▸ **SOURCE MATERIAL**:
□ □ □ □ □
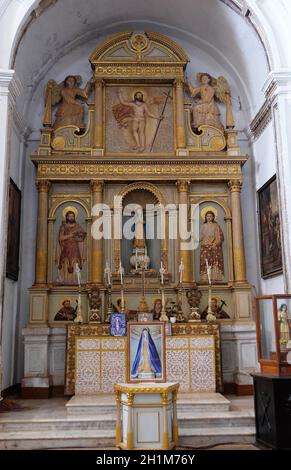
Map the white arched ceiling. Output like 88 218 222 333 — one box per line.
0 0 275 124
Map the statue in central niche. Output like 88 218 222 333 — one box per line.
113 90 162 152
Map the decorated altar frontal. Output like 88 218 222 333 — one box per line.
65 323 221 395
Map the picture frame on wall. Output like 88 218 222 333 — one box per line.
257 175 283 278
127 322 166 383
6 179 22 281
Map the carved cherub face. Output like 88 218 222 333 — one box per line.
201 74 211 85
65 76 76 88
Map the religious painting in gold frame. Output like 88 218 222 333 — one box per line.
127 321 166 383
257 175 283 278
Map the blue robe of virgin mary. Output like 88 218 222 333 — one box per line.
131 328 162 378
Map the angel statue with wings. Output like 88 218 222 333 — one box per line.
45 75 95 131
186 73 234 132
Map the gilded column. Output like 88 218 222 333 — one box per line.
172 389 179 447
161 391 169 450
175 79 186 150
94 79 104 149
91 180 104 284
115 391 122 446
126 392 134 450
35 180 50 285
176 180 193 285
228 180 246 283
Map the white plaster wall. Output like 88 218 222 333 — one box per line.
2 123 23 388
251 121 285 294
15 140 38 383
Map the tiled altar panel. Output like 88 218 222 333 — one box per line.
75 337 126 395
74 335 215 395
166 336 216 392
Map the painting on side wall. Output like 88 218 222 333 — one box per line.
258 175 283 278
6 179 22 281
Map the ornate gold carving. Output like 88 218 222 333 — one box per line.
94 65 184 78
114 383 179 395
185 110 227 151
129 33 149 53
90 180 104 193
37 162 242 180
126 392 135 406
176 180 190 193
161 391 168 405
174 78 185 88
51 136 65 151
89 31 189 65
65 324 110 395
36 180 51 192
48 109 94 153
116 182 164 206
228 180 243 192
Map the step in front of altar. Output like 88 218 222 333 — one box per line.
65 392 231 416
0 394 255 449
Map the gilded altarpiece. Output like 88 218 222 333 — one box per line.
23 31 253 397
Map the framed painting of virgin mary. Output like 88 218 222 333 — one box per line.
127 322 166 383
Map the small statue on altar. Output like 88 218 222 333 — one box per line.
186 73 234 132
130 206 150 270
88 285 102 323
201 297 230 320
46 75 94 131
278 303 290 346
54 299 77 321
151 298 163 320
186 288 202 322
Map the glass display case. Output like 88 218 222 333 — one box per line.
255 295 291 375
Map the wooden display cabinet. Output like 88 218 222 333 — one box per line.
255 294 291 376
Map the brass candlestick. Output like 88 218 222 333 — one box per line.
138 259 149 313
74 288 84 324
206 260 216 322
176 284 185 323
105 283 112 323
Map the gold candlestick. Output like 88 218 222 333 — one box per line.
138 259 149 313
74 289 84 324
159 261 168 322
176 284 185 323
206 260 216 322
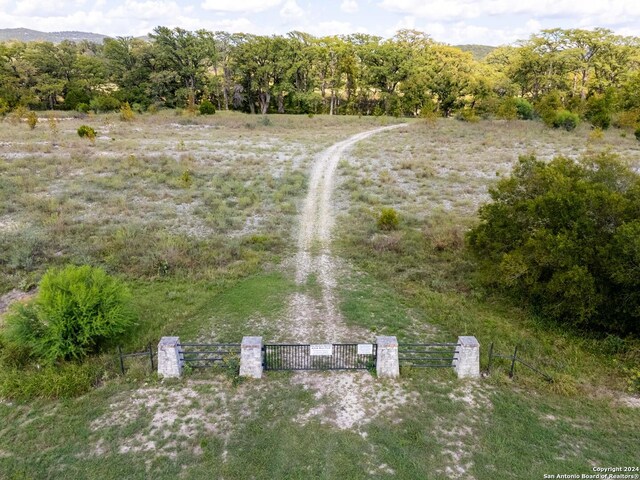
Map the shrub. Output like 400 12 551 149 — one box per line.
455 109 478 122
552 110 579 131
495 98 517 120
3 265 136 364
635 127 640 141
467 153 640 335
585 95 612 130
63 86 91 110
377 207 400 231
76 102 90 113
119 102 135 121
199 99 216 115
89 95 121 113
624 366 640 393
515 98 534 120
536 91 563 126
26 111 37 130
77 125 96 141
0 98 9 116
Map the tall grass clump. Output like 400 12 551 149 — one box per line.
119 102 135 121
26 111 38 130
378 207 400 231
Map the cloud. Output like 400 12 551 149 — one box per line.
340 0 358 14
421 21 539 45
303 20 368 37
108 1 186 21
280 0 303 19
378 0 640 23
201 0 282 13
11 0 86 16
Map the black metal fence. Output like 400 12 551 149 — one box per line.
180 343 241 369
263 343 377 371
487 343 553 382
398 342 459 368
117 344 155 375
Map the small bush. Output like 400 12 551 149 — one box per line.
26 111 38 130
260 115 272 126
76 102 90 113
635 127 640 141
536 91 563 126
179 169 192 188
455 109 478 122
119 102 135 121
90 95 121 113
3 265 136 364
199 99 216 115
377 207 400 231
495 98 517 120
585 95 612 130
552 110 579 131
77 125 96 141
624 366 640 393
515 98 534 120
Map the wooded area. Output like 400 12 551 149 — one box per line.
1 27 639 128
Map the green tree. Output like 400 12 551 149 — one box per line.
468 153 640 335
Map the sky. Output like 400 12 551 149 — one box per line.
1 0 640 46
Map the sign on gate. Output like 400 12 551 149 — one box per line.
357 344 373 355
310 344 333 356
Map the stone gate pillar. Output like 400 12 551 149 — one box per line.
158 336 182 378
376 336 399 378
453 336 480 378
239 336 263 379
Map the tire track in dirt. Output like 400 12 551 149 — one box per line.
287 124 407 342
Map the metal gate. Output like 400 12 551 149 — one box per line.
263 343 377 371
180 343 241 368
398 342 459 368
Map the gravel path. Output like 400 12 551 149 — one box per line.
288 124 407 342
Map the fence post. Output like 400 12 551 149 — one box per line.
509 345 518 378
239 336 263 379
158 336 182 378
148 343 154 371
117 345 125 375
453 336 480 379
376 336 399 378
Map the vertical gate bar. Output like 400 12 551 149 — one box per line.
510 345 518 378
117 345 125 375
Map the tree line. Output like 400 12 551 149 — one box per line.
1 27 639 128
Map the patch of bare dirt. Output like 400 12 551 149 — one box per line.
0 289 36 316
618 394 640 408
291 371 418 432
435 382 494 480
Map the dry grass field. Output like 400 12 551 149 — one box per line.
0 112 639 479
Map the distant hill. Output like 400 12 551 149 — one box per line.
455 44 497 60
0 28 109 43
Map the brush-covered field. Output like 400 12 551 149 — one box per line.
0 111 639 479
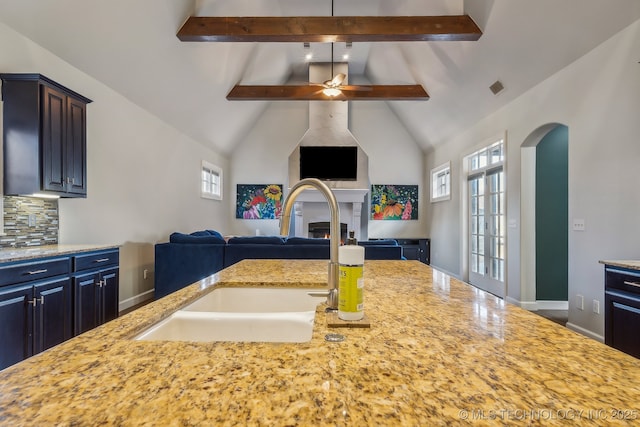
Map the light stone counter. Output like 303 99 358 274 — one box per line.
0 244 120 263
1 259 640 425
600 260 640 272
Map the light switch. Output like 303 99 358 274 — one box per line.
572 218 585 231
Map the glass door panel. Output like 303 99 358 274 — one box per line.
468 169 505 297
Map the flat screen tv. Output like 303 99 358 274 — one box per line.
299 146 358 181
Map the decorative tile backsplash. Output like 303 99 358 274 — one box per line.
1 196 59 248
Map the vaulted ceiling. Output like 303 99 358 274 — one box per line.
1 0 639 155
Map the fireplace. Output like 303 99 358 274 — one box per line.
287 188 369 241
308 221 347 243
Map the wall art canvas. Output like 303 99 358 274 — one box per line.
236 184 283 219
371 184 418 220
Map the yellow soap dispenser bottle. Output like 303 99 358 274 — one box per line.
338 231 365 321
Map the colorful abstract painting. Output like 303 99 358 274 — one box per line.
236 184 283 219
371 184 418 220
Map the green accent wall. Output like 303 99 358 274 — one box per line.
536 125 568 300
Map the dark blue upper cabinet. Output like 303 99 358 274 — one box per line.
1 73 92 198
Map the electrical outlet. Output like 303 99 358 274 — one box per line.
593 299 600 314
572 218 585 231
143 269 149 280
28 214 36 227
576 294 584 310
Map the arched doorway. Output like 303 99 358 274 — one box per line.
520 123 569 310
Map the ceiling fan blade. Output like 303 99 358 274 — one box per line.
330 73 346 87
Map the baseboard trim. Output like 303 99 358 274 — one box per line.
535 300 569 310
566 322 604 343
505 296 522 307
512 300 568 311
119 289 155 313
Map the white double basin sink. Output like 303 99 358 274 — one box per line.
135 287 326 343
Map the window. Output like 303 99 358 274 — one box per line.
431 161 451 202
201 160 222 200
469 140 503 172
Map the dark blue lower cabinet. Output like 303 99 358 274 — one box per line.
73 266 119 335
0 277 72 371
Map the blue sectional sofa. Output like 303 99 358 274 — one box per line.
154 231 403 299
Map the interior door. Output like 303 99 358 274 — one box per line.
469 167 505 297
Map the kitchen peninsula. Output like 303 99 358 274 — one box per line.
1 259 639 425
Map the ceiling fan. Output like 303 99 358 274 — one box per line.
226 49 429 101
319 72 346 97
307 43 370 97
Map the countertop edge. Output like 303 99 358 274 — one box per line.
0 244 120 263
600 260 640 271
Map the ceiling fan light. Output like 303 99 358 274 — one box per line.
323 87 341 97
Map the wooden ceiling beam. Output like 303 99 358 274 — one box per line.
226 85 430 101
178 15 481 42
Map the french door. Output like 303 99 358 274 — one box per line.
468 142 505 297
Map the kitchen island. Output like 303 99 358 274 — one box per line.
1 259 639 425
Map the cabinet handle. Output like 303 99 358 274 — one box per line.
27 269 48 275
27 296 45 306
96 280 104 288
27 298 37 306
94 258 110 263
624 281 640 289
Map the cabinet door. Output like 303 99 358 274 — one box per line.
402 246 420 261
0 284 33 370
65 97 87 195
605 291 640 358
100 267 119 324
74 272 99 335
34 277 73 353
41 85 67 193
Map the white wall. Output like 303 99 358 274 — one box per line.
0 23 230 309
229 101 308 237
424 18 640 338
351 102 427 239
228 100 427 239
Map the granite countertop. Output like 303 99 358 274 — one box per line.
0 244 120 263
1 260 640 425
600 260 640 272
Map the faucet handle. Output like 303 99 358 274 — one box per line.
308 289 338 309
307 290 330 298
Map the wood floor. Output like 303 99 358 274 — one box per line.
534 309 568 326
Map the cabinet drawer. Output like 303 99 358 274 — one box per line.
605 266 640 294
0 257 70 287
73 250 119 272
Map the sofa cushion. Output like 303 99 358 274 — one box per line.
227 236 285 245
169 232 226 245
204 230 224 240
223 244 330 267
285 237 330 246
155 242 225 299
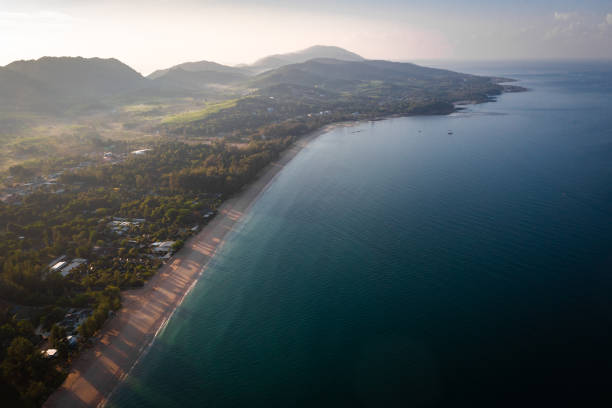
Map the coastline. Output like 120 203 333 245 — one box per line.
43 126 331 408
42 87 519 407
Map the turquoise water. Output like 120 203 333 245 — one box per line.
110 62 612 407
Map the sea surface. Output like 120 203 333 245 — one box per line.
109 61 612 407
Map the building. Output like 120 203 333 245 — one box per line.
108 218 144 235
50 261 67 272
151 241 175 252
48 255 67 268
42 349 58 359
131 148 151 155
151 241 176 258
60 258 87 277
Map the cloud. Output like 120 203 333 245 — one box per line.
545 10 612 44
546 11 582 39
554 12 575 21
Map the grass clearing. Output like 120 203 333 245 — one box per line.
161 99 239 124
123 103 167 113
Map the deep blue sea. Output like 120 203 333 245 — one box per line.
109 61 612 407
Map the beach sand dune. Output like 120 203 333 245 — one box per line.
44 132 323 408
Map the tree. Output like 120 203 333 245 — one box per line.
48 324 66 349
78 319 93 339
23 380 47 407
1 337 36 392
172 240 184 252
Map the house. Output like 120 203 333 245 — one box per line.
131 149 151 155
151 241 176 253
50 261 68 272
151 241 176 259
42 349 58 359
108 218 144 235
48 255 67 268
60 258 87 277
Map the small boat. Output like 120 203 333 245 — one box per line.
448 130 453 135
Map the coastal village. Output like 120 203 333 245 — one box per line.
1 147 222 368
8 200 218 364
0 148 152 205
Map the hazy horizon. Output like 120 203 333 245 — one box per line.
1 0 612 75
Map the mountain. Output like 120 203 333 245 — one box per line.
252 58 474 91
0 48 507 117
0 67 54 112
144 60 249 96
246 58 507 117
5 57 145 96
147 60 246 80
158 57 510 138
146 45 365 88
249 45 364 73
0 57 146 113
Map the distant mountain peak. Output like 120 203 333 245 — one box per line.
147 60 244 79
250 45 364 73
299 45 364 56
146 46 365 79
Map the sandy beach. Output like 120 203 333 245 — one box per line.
□ □ □ □ □
▸ **TASK ITEM**: From the line holding "Map the distant mountain" to the end of the listing, copy every line exactly, both ends included, and add nothing.

▸ **COMPLETED TASK**:
Map the distant mountain peak. Output like 120 203 333 245 — one box per line.
147 60 244 79
250 45 364 73
299 45 364 56
146 46 365 79
Map the sandy beach. Output like 120 203 333 245 — one box per line.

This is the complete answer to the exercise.